**Required work:** Without the images, reproduce every entry exactly.

**Dataset records:**
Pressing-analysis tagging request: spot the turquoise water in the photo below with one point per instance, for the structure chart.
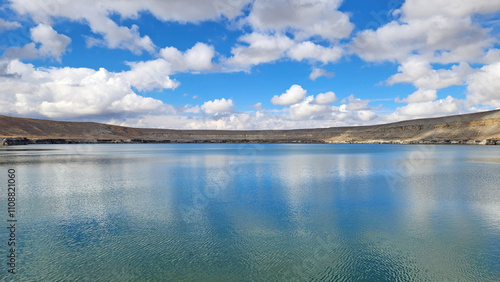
(253, 212)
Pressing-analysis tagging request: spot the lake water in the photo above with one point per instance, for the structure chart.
(253, 212)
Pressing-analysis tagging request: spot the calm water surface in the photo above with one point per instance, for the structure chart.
(254, 212)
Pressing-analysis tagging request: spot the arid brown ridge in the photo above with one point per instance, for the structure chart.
(477, 128)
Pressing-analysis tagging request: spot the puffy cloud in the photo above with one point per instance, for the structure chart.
(303, 18)
(118, 37)
(151, 75)
(438, 39)
(217, 106)
(352, 103)
(262, 49)
(309, 50)
(292, 96)
(198, 58)
(69, 93)
(7, 25)
(419, 72)
(325, 98)
(459, 8)
(442, 31)
(420, 96)
(307, 108)
(265, 48)
(155, 74)
(317, 72)
(446, 106)
(51, 44)
(484, 86)
(96, 15)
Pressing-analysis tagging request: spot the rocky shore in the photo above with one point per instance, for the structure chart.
(472, 129)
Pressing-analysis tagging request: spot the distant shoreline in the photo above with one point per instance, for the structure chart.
(481, 128)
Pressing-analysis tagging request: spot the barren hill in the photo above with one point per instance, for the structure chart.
(476, 128)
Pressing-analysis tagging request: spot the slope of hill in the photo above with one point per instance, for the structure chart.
(476, 128)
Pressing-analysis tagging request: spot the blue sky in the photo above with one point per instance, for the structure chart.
(248, 64)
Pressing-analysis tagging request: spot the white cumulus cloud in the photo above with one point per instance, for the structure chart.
(217, 106)
(419, 96)
(292, 96)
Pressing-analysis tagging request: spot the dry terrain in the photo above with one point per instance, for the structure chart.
(476, 128)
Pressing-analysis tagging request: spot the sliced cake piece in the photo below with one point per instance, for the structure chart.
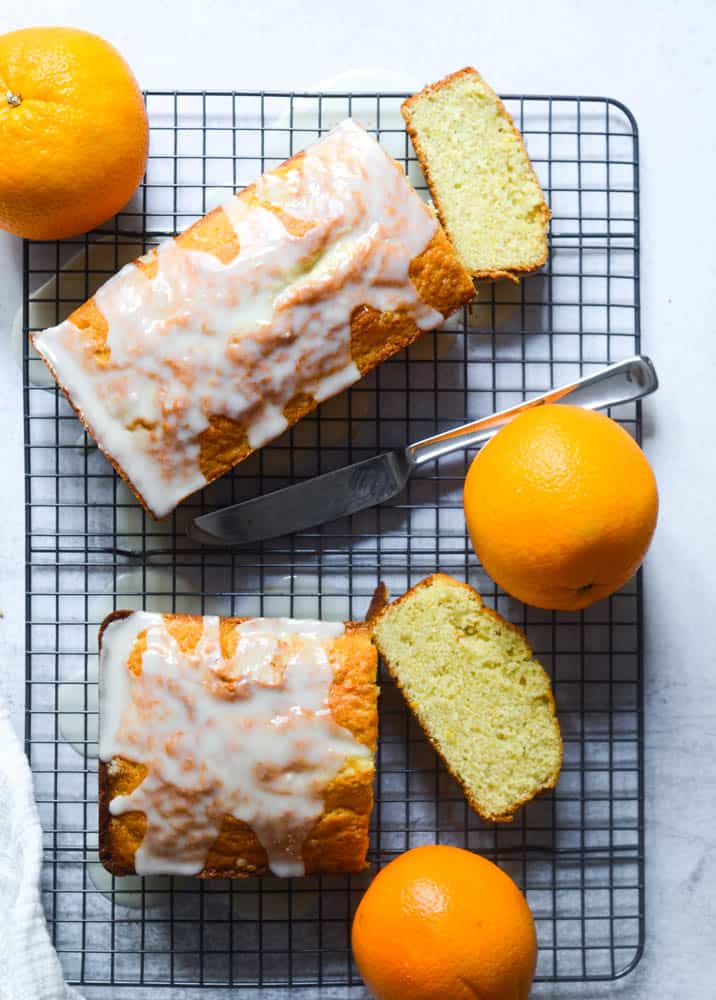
(482, 182)
(483, 700)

**Answer to the problem:**
Pressing-analysis tagging request: spot the turquoise water in the photo below with one point per instance, for the structure chart.
(253, 212)
Pressing-analysis tagging request: spot the lake water in the photo above with one point per instance, for the structure chart.
(253, 212)
Pressing-analysis tagging request: spot the calm water surface in the photo above with one point per instance, for the structure chart.
(254, 212)
Pressing-analysis tagging request: spot the arid brown ridge in the photo above with one point per instance, for the structure chart.
(477, 128)
Pressing-analysis tagging request: spot the puffy cloud in the photo above with one point per instance, for the structure chart.
(303, 18)
(118, 37)
(151, 75)
(438, 39)
(217, 106)
(352, 103)
(262, 49)
(309, 50)
(292, 96)
(198, 58)
(69, 93)
(7, 25)
(419, 72)
(325, 98)
(459, 8)
(442, 31)
(420, 96)
(307, 108)
(265, 48)
(155, 74)
(317, 72)
(446, 106)
(51, 44)
(484, 86)
(96, 15)
Pressing-analysis tagging request: spot the rocky shore in the photo above with one point per instance, for the structure chart.
(472, 129)
Pressing-analysis tagging request: spot the distant shoreline in the photo above with one point per instance, for the structure chart.
(481, 128)
Pressing-analysis tagging request: spot the barren hill in the photo above with one point per instance, for the structure chart.
(476, 128)
Pressing-analysis tagging request: spot the slope of hill in the photo above with one point per instance, for the structure chart.
(476, 128)
Pressing-analysis tagging request: spot the blue sky in the photo above with one point per instance, for the structure chart.
(248, 64)
Pressing-analysis tagging request: spot the white cumulus cloud in the photo above with one point per instance, for the structure chart.
(217, 106)
(419, 96)
(292, 96)
Pressing-analysis tagging request: spot the dry terrain in the photo above with one point per instance, for the structure chart.
(476, 128)
Pressing-analysis tagging request: spot the sliced cake piece in the photo below with one point per instance, for the structure chart.
(482, 182)
(483, 700)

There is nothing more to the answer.